+++ Material for this exercise

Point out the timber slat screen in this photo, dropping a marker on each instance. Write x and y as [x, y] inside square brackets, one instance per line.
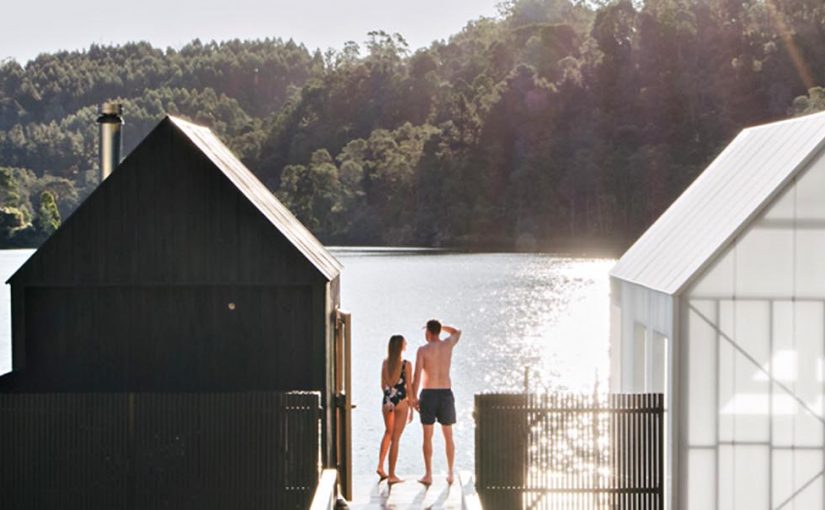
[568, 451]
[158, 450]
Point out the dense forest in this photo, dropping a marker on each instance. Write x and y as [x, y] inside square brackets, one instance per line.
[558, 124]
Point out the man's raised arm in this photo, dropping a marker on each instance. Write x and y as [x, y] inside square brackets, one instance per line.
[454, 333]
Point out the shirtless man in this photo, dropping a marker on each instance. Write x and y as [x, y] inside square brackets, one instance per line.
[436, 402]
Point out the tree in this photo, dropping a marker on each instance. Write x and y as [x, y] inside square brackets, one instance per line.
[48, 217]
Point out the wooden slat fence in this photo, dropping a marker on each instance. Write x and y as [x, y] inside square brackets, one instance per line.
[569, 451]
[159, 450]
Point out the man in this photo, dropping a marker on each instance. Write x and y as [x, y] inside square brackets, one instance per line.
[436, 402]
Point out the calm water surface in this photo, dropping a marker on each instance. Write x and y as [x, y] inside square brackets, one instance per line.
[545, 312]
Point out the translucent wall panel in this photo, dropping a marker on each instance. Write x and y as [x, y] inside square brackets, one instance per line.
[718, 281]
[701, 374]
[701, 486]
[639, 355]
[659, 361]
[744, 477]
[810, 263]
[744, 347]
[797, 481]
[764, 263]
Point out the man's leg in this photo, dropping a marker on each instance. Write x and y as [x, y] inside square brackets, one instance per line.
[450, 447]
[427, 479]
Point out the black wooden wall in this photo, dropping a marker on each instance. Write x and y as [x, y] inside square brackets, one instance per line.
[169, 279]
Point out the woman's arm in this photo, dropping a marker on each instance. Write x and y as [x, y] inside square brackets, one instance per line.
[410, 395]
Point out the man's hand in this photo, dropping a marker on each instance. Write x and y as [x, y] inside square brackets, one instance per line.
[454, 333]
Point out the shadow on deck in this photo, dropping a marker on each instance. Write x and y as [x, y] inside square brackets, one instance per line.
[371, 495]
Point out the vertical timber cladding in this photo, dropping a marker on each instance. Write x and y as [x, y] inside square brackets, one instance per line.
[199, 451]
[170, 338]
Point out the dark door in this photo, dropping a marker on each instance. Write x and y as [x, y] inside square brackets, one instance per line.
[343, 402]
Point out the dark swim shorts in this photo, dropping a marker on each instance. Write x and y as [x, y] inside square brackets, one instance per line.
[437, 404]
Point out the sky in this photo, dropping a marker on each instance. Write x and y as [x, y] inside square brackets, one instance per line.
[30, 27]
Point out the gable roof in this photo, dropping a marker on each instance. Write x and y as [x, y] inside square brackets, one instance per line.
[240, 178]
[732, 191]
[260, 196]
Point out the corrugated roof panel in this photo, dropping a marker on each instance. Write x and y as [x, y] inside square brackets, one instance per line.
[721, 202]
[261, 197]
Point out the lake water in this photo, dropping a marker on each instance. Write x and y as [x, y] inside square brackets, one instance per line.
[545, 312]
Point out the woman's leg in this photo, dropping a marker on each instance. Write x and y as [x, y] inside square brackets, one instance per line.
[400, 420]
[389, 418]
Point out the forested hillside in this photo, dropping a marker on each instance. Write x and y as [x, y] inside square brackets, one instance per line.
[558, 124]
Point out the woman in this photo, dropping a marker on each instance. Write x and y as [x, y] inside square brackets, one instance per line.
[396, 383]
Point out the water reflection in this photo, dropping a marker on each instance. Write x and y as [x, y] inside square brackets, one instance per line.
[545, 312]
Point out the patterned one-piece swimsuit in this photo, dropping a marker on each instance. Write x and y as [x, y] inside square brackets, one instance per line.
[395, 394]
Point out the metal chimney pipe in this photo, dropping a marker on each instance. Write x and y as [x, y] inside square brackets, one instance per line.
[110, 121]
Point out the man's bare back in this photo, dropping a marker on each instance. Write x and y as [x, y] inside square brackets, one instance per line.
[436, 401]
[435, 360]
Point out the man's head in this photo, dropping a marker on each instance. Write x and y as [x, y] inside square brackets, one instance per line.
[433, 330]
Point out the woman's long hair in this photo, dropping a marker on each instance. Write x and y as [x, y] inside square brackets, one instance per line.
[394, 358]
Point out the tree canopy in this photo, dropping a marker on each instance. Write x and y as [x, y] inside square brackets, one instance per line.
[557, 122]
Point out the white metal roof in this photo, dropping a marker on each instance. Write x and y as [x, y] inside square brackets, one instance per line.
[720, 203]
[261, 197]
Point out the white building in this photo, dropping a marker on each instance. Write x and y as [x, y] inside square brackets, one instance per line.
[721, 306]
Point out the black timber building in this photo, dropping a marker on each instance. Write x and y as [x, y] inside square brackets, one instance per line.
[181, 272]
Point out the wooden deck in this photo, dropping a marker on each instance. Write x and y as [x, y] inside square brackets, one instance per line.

++++++

▶ _What you need to do_
Please render each line of the data above as a Markdown table with two columns, Row for the row number and Line for the line, and skip any blank lines. Leave the pictures out of your answer.

▶ _Final result_
| Row | Line |
|---|---|
| 1 | Point out the timber slat screen in this photo, dropping a marker on each instance. Write x and y as [x, y] inside square brackets, one instance per line. |
| 2 | [568, 451] |
| 3 | [158, 450] |
| 4 | Point out the dense forest in this photo, dropping a marker on each instance. Write x and y as [x, y] inside square brackets, one instance per line. |
| 5 | [558, 124] |
| 6 | Point out the man's raised arm in this photo, dropping a marker on each instance. Write x and y as [x, y] inside square brackets, one instance per line. |
| 7 | [454, 333] |
| 8 | Point out the shirtless man in this photo, dropping a marker on each instance. Write x and y as [x, y] inside square brackets, one instance per line. |
| 9 | [436, 402] |
| 10 | Point out the tree in this photo, dropping a marker on each instance. Write x and y as [x, y] inside square brackets, one instance per line. |
| 11 | [48, 217] |
| 12 | Point out the wooden slat fence in this photo, dropping a marker on each instance. Write x and y as [x, y] inside square brackets, one instance per line. |
| 13 | [569, 451] |
| 14 | [159, 450] |
| 15 | Point out the man in this photo, dropping a marker on each instance. Write x and y as [x, y] inside square brackets, one instance per line. |
| 16 | [436, 402] |
| 17 | Point out the calm water surface in this photo, dropping a marker on each instance. Write x and y as [x, y] inside square brackets, one instance per line. |
| 18 | [545, 312] |
| 19 | Point out the translucent wall panel in this photo, dropping a marker on each instance. Write x and y as [x, y] inside square brackets, one instance per line. |
| 20 | [718, 281] |
| 21 | [701, 374] |
| 22 | [701, 486] |
| 23 | [639, 355] |
| 24 | [659, 361] |
| 25 | [744, 477] |
| 26 | [810, 263] |
| 27 | [744, 347] |
| 28 | [797, 481] |
| 29 | [764, 263] |
| 30 | Point out the man's leg in this photo, dropping a marker on each instance. Write x and y as [x, y] inside square brackets, one instance per line. |
| 31 | [450, 447] |
| 32 | [427, 479] |
| 33 | Point out the black wooden wall in this photo, dropping a marker on each instance. Write x and y as [x, y] inside square brackets, one instance per line. |
| 34 | [169, 279] |
| 35 | Point out the woman's arm in this photo, dropping a marker on each instance. Write x and y as [x, y] inside square brackets, one instance per line. |
| 36 | [410, 395] |
| 37 | Point out the man's hand in this photo, dropping a marker on each instance. Write x and y as [x, y] inside square brackets, one instance per line. |
| 38 | [454, 333] |
| 39 | Point out the shadow on deck in this photo, dropping a marker on each instance. Write x and y as [x, y] inside square brackets, one instance per line. |
| 40 | [371, 495] |
| 41 | Point out the vertical timber cladding in this photo, dropping a marker on each instance. Write x and y as [x, y] inside square brackets, one instance per line. |
| 42 | [199, 451] |
| 43 | [170, 338] |
| 44 | Point out the dark door in this photo, dropping a marker on each instance. Write x and y as [x, y] inside square brackets, one instance per line. |
| 45 | [343, 402] |
| 46 | Point out the dark swim shorts in this photo, dropping a marker on each instance. Write x and y as [x, y] inside square brackets, one instance per line. |
| 47 | [437, 404] |
| 48 | Point out the sky in this photo, dropping a marker on each instance. Write x and y as [x, y] inside square brackets, one instance per line. |
| 49 | [30, 27] |
| 50 | Point out the gable roof in this photo, dropping a marker on each instance. Write x and y as [x, y] inside square brackets, one instance per line. |
| 51 | [240, 178] |
| 52 | [732, 191] |
| 53 | [260, 196] |
| 54 | Point out the corrugated roof panel in this photo, dropping a marker on each instance. Write x and y as [x, y] inside square brackets, one instance per line. |
| 55 | [721, 202] |
| 56 | [261, 197] |
| 57 | Point out the lake water in this photo, dropping a marker on each instance. Write x and y as [x, y] inside square brackets, one instance per line. |
| 58 | [545, 312] |
| 59 | Point out the woman's leg in this photo, dropping a marker on each instance. Write x and y as [x, y] inside square brackets, one instance per line. |
| 60 | [400, 420] |
| 61 | [389, 418] |
| 62 | Point out the forested hillside in this photo, dropping a marker on each instance. Write x and y as [x, y] inside square brackets, one instance per line. |
| 63 | [558, 124] |
| 64 | Point out the woman in this photo, dropping a marker on each instance. Write x and y as [x, y] inside square brackets, one instance per line. |
| 65 | [396, 383] |
| 66 | Point out the water reflection in this photo, dropping a marker on each instance. Write x and y as [x, y] inside square brackets, one instance per line. |
| 67 | [545, 312] |
| 68 | Point out the patterned one-piece swimsuit in this photo, dropping a marker on each instance. Write x and y as [x, y] inside square brackets, one instance per line. |
| 69 | [395, 394] |
| 70 | Point out the metal chimney pipe in this photo, dropping a marker on each instance. Write x and y as [x, y] inside square brackets, one instance per line. |
| 71 | [110, 121] |
| 72 | Point out the man's bare back in this photo, dropping a marker on each instance. Write x and y as [x, y] inside square brackets, one instance per line. |
| 73 | [436, 401] |
| 74 | [435, 360] |
| 75 | Point out the man's head in this photo, dropping a marker on each instance. Write x and y as [x, y] inside square brackets, one instance per line. |
| 76 | [433, 330] |
| 77 | Point out the woman's long hair in this photo, dropping a marker on each instance. Write x and y as [x, y] inside square brackets, one instance per line. |
| 78 | [394, 358] |
| 79 | Point out the tree canopy in this photo, dropping a marker on each instance. Write x and y as [x, y] inside square brackets, one instance per line. |
| 80 | [557, 122] |
| 81 | Point out the white metal roof in this photo, dropping a marker on each instance. Write x and y as [x, y] inside square brackets, one instance per line. |
| 82 | [720, 203] |
| 83 | [261, 197] |
| 84 | Point out the white building in this photo, dropping a marker on each instance. Write x and y as [x, y] inside square brackets, one instance per line. |
| 85 | [721, 306] |
| 86 | Point out the black timber building in this photo, dropping a marker on each instance. Write x and y as [x, y] inside square brackets, one instance per line. |
| 87 | [181, 272] |
| 88 | Point out the wooden deck in this photo, dropping a marker on each instance. Write x and y as [x, y] inside square brackets, one instance per line. |